**RECORDS FOR THE TASK:**
[Start of Attachment]
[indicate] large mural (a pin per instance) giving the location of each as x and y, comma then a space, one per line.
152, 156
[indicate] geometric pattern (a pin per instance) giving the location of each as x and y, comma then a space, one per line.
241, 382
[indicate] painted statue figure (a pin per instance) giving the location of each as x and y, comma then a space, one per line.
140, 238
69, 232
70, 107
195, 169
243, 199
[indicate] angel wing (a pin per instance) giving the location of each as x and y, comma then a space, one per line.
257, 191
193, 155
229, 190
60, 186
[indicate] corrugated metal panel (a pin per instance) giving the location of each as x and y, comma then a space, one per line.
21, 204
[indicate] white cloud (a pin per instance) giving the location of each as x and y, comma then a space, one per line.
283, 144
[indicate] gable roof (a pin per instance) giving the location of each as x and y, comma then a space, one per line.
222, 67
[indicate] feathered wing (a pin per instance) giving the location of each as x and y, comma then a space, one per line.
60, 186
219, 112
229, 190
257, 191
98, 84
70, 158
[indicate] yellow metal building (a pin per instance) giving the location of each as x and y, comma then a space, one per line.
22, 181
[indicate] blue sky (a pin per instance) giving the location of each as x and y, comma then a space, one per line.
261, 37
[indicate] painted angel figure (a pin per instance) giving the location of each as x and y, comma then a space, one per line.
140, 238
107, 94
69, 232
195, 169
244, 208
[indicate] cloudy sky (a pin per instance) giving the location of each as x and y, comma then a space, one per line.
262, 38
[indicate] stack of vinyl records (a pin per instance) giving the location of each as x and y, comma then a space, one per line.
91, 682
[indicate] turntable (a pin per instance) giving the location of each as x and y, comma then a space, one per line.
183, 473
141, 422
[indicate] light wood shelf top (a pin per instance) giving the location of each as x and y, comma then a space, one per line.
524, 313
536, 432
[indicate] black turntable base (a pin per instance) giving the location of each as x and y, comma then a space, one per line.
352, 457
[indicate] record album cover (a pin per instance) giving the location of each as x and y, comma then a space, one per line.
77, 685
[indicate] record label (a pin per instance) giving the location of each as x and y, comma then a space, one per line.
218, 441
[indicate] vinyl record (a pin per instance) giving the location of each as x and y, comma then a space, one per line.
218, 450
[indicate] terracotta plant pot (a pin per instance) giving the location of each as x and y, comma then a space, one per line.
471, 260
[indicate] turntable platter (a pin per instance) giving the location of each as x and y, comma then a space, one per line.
[End of Attachment]
The full set of records above must be retyped exactly.

**RESPONSE TO THIS TASK:**
[indicate] large mural (a pin per instance) giving the location of each as x and y, comma then a space, one per line.
152, 156
[indicate] geometric pattern (a pin per instance) giving the location of each as x and y, comma then a space, one per line.
241, 382
[indicate] painted statue figure (a pin per instance) giving the location of each as x and y, comma then a space, one per line.
140, 238
69, 232
70, 107
195, 169
243, 199
[indicate] angel wing (a pin per instance) giving the location of each as x and y, comma then a space, one per line.
257, 191
193, 155
229, 190
60, 186
[indicate] corrugated metal panel (a pin per instance) giving the location of each as x and y, comma then a space, one per line.
21, 204
[indicate] white cloud (a pin per instance) giving the location of each as x and y, comma then a space, one per line.
283, 144
[indicate] gable roof (a pin per instance) giving the location of each as x and y, comma then a space, one per line.
222, 67
[indicate] feathered wing (a pin per instance) giving the location of each as x and y, comma then a space, one per line.
60, 186
219, 112
229, 190
257, 191
98, 84
70, 158
[indicate] yellow metal building (a pin per instance) giving the location of each as x and y, comma then a space, one per line.
22, 181
[indicate] blue sky (a pin per instance) giving the location of each as x and y, comma then a space, one per line.
261, 37
[indicate] painted angel figure (a pin per instance) giving the location of each as x and y, comma then a space, one per line.
140, 238
107, 94
69, 232
195, 169
244, 208
[indicate] cloudy sky (a pin per instance) giving the location of each as x and y, comma then a space, one per line.
262, 38
[indicate] stack of vinyl records (a pin per instance) giving the location of each as x and y, comma then a space, one per line.
91, 682
[indicate] turntable (a pin per instance) giving the location of each as x and y, comma then a space, one per line.
183, 473
141, 422
[indicate] light wood shelf top (a pin per instance) giving the location of each as x and y, comma then a space, one per line.
524, 313
536, 432
[indicate] black turntable base (a pin per instance) giving the location of each as x and y, comma then a space, one per line.
352, 457
[indicate] record album cover (a pin per instance) giving the location of each as x and y, comma then a space, one per line.
77, 685
[indicate] record label (a pin per instance) giving the location of each as x and y, comma then a space, one per line.
218, 441
[indicate] vinyl record (a pin per instance) giving the location of each as x and y, comma then a space, one per line.
218, 450
[indicate] terracotta plant pot (a pin per instance) giving the location of each as x and y, comma then a space, one per line.
471, 260
[indicate] turntable platter (a pin per instance) giving the location of each as x and y, comma then a space, one per line.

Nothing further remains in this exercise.